I was recently invited to visit Austria by Advantage Austria as part of a delegation to learn about their Smart Grids and Smart Networks. But what I really wanted to see was the legendary city of Vienna, at whose gates the Ottomans were halted. Those defensive walls are no longer present, and it is their destruction and replacement which has shaped the Viennese transport network and development pattern.
Compare maps of Vienna and Minneapolis and you see some surprising similarities in shape at the same scale. To the north and east is the River (the Donau Canal (an offshoot of the main river) in Vienna, the Mississippi in Minneapolis). The Mississippi is mightier. In contrast to my anticipations, the Danube is far from romantic, and separated from the city by rail and highway. It is no Seine, or even a Thames, or even a Mississippi. It was straightened and re-organized as a flood control project.
The Innere Stadt was the early walled city (District 1). After a second ring of territories (Districts 2-8) were annexed in 1850, the walls were razed in 1857. The land housing the former defensive walls and plains became the Ringstrasse, and was lined with important public buildings. Think of District 1 as the CBD. There is far more commercial density in the Minneapolis CBD (defined by the area with tall buildings > 10 stories) than in the similar area of Vienna, which retains its Austro-Hungarian Empire height limits of about 7 stories. But there are far more stores, and people out and about in Vienna. There are several pedestrianized streets, lined with shops and active travelers. This is in part because of the mix of tourist attractions, cultural venues, residences and offices attracting visitors, residents, and workers. The pedestrian streets were served by an Underground system that has been steadily expanded to five lines since the mid 1970s (U1-U6, excluding U5).

▶ _Pointing and labeling records_
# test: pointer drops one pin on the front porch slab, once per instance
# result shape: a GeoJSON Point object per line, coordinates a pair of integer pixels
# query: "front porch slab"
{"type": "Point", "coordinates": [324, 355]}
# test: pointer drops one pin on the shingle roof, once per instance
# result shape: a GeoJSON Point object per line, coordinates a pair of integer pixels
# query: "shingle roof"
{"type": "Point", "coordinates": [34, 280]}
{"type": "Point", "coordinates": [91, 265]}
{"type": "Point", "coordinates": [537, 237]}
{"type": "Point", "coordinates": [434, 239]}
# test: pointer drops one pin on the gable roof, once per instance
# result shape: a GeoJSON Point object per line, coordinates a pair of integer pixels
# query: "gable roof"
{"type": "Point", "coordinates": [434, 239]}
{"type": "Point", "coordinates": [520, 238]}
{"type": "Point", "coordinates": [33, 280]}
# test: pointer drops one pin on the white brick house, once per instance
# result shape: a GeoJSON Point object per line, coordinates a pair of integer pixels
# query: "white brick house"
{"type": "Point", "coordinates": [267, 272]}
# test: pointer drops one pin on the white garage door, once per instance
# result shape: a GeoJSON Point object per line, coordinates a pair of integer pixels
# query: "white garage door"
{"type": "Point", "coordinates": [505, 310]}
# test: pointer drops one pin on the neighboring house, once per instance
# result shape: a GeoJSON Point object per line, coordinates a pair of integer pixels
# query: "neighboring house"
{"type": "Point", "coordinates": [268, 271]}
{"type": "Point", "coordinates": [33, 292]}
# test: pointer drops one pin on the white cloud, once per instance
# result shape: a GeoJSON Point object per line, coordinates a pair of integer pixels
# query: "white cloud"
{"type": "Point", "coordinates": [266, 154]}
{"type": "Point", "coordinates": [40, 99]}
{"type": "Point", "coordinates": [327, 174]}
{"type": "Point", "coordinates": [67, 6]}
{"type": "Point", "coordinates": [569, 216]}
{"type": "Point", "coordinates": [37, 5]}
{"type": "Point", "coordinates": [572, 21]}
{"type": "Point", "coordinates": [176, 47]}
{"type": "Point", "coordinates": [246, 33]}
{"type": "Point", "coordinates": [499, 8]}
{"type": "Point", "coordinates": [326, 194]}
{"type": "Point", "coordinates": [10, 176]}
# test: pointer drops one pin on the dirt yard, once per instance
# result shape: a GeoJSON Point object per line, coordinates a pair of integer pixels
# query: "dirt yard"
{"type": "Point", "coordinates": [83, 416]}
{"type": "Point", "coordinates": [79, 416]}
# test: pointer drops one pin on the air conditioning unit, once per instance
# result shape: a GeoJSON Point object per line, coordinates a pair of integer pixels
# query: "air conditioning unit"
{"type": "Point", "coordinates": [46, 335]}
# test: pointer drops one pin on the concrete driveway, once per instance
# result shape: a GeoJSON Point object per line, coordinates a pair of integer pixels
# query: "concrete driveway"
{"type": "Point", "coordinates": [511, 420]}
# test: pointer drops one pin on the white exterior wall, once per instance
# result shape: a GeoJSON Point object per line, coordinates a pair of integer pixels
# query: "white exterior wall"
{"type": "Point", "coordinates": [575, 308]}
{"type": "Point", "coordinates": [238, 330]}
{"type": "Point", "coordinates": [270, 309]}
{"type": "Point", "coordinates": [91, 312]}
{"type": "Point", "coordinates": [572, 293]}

▶ _Written request 1_
In the Vienna passage, in what year were the city walls razed?
▶ _Written request 2_
Please print the records starting at the line that contains "# test: pointer drops one pin on the white exterior" and ending at the last line of the records, with both ends included.

▶ _Complete response 1_
1857

▶ _Complete response 2_
# test: pointer drops one pin on the white exterior wall, once per instance
# result shape: a GeoJSON Point object per line, coordinates a pair of integer pixels
# query: "white exterior wall"
{"type": "Point", "coordinates": [575, 308]}
{"type": "Point", "coordinates": [238, 330]}
{"type": "Point", "coordinates": [270, 309]}
{"type": "Point", "coordinates": [91, 312]}
{"type": "Point", "coordinates": [572, 293]}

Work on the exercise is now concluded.